■ Stated exercise:
Filter the lines below, keeping only those that contain the string "lower", and copy each one.

■ Excerpts from a point labeling dataset:
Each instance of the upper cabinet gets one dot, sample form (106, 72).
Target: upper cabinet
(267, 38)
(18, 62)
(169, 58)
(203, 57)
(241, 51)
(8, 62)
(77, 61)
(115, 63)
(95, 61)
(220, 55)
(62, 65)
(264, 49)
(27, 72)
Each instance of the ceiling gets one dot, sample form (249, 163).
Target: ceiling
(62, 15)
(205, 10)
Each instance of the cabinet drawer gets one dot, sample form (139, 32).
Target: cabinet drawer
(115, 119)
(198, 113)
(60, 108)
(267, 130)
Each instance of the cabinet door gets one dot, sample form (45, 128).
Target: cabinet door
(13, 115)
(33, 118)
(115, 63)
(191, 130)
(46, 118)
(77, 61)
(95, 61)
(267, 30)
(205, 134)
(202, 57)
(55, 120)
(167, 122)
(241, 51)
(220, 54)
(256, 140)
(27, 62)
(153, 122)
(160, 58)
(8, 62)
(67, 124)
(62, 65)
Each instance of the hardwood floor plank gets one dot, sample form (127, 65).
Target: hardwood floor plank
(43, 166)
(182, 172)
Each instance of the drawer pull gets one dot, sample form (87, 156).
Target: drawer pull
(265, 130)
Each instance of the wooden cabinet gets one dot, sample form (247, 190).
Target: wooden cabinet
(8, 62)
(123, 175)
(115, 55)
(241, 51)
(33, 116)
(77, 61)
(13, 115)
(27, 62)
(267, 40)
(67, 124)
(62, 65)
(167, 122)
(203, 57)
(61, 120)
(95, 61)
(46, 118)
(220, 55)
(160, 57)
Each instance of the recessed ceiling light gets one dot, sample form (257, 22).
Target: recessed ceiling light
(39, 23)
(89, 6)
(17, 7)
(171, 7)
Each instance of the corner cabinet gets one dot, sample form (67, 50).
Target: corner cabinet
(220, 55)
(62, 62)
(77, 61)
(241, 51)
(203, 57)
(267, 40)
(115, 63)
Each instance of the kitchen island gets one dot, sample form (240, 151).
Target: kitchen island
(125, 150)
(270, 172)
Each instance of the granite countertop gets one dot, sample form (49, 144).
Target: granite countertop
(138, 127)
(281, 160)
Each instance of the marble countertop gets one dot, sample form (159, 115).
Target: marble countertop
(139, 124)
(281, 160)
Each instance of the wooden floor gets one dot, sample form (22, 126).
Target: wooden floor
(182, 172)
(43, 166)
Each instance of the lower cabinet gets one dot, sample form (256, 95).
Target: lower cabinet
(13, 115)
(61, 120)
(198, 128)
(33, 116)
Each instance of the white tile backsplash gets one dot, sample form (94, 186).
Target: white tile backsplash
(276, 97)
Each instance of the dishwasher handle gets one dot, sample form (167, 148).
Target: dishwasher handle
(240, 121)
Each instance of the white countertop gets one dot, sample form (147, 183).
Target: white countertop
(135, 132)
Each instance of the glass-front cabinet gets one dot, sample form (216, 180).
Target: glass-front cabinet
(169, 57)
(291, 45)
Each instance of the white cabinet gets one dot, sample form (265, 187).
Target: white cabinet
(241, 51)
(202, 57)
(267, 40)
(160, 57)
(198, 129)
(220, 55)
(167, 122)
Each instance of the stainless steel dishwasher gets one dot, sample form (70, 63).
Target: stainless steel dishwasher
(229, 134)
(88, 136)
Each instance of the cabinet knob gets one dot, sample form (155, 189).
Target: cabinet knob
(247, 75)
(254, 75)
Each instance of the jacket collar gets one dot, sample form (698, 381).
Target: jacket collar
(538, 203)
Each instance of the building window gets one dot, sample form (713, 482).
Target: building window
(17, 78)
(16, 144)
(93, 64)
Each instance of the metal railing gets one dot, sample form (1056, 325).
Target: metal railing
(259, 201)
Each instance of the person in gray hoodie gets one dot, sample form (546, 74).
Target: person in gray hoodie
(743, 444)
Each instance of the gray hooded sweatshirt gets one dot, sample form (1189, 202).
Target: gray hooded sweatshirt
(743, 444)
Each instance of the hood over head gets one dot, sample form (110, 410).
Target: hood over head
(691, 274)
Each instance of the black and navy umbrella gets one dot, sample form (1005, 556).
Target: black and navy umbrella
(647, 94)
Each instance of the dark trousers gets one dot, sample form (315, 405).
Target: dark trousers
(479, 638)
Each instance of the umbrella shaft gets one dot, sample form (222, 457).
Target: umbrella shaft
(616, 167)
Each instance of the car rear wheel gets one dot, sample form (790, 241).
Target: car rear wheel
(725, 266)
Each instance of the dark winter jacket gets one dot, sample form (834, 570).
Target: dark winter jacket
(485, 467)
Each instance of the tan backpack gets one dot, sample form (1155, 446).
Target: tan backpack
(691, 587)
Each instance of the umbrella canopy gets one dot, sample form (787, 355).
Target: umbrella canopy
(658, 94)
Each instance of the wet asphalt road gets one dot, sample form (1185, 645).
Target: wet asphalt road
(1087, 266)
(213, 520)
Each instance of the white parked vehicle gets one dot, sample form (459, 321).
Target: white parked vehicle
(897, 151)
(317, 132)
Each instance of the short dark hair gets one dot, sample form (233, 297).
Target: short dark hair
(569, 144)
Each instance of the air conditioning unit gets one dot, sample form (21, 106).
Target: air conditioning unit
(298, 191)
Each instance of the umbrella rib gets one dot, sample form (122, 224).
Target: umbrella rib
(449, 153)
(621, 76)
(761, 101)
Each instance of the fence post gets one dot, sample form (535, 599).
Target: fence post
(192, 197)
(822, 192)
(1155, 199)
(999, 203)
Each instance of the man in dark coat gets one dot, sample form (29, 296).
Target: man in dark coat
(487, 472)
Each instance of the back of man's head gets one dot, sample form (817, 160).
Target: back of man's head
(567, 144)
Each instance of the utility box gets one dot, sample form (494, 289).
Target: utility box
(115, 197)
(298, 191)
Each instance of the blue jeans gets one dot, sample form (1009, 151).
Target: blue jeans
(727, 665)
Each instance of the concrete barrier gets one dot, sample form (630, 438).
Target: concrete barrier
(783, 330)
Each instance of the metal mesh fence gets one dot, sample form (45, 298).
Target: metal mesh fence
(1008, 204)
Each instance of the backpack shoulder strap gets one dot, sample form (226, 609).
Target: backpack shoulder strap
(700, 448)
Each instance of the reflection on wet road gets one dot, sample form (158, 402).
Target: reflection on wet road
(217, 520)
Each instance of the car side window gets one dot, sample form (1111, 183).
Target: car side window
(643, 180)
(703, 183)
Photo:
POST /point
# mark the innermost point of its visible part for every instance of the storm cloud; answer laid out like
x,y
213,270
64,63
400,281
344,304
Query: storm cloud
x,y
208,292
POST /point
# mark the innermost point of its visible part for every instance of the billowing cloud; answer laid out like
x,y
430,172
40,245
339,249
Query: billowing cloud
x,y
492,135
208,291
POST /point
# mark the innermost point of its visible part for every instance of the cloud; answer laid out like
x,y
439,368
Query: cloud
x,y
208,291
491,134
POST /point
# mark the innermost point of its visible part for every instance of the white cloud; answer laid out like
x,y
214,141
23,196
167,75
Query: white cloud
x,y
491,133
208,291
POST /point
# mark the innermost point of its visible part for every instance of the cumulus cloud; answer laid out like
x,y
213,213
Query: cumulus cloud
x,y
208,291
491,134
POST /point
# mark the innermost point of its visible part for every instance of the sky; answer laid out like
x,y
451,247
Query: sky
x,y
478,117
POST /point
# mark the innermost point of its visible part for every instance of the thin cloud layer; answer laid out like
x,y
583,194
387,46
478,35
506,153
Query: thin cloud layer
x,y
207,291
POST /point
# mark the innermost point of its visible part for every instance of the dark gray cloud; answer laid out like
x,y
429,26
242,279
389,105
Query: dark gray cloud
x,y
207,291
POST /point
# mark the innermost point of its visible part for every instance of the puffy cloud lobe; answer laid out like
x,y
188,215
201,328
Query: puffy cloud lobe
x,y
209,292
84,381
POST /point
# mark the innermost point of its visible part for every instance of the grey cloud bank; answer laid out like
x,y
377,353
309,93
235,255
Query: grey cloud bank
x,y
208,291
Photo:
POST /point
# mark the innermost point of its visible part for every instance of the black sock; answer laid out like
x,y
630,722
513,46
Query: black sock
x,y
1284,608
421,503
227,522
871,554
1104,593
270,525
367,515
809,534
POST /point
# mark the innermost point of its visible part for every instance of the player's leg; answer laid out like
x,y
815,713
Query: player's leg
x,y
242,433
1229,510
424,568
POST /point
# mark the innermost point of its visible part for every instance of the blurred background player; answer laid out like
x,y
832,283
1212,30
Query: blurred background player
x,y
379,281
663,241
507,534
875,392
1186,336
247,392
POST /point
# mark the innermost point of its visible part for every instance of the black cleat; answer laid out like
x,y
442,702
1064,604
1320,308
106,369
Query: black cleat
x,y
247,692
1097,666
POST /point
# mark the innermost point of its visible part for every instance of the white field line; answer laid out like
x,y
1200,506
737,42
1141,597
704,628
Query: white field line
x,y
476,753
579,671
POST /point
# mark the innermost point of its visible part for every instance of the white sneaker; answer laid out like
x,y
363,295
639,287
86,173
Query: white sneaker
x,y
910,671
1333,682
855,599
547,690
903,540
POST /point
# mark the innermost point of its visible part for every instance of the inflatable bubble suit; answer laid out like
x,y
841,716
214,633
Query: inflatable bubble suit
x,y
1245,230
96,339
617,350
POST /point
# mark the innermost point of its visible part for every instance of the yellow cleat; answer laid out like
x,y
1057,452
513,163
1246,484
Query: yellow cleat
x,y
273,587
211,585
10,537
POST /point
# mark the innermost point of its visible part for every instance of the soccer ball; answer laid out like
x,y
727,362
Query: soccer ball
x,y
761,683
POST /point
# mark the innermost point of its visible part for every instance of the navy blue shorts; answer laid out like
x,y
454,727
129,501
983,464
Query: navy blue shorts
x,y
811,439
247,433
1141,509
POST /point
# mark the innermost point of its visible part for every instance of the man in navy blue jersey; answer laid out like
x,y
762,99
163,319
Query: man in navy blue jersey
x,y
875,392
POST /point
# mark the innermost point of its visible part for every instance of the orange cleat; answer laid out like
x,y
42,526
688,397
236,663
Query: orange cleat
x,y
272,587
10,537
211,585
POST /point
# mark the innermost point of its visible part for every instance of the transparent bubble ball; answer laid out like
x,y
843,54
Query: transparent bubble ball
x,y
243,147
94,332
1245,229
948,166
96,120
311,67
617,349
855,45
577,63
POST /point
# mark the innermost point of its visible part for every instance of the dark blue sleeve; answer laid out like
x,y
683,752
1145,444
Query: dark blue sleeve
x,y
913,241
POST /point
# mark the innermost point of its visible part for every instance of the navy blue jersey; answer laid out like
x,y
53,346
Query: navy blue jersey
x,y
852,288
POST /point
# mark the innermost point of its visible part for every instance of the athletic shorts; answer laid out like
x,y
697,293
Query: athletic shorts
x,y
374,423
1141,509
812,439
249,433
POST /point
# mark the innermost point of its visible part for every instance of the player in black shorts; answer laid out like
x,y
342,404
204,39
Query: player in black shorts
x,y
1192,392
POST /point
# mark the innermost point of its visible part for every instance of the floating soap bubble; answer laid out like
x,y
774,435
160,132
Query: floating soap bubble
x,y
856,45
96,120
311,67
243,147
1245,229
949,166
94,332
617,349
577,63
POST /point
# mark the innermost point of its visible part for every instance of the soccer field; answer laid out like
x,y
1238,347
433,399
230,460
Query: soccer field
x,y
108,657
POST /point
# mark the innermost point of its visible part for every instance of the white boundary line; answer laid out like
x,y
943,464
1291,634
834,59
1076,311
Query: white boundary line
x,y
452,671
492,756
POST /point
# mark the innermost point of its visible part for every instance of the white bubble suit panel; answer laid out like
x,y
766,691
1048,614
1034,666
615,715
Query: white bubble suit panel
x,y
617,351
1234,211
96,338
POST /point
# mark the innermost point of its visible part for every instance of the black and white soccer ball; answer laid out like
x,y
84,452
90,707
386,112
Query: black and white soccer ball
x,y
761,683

■ Complete response:
Each instance of the lower cabinet gets one dot, sample form (256, 95).
Target: lower cabinet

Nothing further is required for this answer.